(To be done): Pull out every line of the listing below that contains the string "arch". Matching is case-sensitive.

:::

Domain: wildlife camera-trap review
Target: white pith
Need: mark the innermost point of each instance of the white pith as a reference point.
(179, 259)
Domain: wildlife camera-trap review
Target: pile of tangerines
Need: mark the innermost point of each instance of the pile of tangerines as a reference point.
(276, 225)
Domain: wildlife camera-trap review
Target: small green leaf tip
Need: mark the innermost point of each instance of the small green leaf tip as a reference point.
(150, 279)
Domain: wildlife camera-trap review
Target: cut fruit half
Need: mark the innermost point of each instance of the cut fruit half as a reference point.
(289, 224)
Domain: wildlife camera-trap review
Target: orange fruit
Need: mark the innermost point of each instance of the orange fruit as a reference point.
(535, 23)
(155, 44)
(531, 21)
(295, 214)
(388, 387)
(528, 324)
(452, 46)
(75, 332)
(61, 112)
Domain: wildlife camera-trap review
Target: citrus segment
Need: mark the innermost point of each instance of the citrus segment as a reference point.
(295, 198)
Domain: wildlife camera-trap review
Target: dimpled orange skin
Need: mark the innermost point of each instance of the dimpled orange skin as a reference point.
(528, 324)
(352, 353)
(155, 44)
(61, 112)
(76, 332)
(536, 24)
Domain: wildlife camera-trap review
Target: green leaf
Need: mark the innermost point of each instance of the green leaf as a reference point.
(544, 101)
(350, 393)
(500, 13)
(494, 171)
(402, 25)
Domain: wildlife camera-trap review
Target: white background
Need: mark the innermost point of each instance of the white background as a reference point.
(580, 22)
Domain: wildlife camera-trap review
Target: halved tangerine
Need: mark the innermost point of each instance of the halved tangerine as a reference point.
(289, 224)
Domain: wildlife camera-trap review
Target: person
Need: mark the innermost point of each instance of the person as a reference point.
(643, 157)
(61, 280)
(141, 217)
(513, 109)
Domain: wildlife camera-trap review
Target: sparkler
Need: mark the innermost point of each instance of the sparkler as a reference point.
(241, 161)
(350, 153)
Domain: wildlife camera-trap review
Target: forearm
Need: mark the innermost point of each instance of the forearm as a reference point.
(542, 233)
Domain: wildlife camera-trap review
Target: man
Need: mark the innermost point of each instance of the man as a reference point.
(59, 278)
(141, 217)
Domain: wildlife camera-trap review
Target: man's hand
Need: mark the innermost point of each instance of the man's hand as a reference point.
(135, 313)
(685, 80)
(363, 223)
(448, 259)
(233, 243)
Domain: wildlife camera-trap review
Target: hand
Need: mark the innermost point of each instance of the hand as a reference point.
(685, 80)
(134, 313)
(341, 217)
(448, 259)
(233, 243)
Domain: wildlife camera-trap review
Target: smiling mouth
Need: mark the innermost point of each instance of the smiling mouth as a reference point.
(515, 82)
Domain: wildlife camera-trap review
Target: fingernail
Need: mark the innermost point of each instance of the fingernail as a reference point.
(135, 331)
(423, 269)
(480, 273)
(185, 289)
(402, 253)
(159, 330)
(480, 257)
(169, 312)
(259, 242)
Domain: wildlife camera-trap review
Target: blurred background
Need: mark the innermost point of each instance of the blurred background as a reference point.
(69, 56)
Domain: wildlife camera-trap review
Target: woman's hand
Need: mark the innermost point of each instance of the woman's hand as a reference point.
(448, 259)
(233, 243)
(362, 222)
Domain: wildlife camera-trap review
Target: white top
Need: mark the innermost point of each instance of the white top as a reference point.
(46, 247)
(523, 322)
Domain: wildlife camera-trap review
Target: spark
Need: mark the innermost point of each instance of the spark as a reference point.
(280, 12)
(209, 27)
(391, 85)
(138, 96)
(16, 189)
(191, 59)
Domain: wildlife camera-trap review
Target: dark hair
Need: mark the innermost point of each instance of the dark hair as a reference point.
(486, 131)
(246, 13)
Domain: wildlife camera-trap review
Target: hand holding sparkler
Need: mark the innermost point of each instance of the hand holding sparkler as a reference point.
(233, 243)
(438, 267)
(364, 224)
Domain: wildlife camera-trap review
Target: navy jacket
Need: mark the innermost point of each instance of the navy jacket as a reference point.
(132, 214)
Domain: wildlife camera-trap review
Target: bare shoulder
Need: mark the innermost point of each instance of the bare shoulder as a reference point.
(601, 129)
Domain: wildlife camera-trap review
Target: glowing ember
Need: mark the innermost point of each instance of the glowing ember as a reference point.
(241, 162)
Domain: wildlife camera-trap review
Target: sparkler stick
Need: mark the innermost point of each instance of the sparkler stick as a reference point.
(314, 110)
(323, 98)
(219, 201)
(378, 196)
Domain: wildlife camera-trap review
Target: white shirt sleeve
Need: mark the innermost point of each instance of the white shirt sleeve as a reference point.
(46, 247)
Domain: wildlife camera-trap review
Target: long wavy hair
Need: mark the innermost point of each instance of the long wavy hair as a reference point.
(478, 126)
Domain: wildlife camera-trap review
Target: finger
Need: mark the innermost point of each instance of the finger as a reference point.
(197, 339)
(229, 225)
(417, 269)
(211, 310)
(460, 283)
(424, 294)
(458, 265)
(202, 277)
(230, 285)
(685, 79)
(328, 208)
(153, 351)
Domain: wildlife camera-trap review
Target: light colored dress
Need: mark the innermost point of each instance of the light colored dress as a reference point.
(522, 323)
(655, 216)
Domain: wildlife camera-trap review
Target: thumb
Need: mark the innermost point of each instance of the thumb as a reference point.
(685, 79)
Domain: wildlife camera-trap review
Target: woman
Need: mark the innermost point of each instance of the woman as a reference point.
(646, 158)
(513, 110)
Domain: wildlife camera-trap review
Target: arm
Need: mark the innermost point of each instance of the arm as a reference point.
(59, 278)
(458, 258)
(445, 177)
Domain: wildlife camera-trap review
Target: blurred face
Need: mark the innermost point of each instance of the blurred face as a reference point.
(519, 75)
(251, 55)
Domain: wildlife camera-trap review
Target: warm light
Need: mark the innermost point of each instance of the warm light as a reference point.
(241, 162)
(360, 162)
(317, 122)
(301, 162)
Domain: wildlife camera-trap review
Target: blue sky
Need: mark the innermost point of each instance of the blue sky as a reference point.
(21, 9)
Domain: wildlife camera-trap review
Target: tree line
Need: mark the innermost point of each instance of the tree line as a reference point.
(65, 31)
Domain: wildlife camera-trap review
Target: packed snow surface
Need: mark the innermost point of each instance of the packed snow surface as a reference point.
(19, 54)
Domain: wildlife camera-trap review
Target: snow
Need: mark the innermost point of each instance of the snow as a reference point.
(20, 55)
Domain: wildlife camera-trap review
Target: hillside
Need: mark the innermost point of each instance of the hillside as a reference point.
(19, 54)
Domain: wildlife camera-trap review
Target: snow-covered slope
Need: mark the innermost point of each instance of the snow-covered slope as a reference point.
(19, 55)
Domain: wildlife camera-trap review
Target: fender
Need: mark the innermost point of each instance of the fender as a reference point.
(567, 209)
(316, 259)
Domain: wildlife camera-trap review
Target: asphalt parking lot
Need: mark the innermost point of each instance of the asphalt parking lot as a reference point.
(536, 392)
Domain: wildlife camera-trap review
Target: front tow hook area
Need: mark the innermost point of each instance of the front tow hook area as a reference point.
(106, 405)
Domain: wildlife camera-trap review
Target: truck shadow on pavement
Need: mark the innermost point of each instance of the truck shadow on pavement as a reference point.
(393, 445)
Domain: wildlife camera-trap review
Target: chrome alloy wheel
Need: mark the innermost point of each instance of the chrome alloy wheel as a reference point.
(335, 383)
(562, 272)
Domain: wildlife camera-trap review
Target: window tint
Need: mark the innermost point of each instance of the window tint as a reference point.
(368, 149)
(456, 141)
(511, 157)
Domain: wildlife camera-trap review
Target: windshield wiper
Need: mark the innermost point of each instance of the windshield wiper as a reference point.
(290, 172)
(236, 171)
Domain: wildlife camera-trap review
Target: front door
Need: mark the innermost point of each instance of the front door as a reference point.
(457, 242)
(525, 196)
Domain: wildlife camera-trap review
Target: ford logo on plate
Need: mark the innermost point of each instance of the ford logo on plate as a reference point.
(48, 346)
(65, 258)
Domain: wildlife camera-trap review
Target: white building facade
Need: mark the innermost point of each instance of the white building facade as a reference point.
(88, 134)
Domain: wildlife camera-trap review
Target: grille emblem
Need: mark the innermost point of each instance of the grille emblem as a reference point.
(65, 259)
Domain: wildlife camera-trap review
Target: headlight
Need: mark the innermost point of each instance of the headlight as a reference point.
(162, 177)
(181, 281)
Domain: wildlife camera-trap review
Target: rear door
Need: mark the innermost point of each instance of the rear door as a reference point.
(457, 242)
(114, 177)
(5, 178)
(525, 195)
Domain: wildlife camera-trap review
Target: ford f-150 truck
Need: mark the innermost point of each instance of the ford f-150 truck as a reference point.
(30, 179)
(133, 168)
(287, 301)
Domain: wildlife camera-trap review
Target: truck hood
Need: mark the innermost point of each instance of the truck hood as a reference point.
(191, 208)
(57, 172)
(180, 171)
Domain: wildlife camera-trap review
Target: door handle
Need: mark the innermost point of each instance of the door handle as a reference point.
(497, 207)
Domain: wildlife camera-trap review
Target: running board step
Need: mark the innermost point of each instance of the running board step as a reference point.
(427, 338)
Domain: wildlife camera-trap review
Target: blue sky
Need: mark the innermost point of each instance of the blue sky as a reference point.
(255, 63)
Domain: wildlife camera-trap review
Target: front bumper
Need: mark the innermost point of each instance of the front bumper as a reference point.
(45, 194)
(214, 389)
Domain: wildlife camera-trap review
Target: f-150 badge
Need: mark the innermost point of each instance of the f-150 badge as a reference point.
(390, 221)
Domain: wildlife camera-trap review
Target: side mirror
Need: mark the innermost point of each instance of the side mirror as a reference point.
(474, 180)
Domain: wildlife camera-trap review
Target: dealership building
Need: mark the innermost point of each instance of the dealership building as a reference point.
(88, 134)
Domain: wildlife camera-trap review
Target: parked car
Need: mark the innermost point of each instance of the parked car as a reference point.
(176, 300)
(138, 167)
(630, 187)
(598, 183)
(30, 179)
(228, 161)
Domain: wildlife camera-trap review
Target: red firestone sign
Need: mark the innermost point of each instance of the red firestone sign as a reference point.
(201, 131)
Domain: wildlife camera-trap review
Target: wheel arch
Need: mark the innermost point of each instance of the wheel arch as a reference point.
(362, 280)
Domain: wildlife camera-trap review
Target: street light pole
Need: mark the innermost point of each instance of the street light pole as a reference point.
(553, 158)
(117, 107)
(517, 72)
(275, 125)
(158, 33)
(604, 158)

:::

(Answer for the task):
Target: wheel arch
Need: mark the innermost point of each instance of the wheel arch as a reference point.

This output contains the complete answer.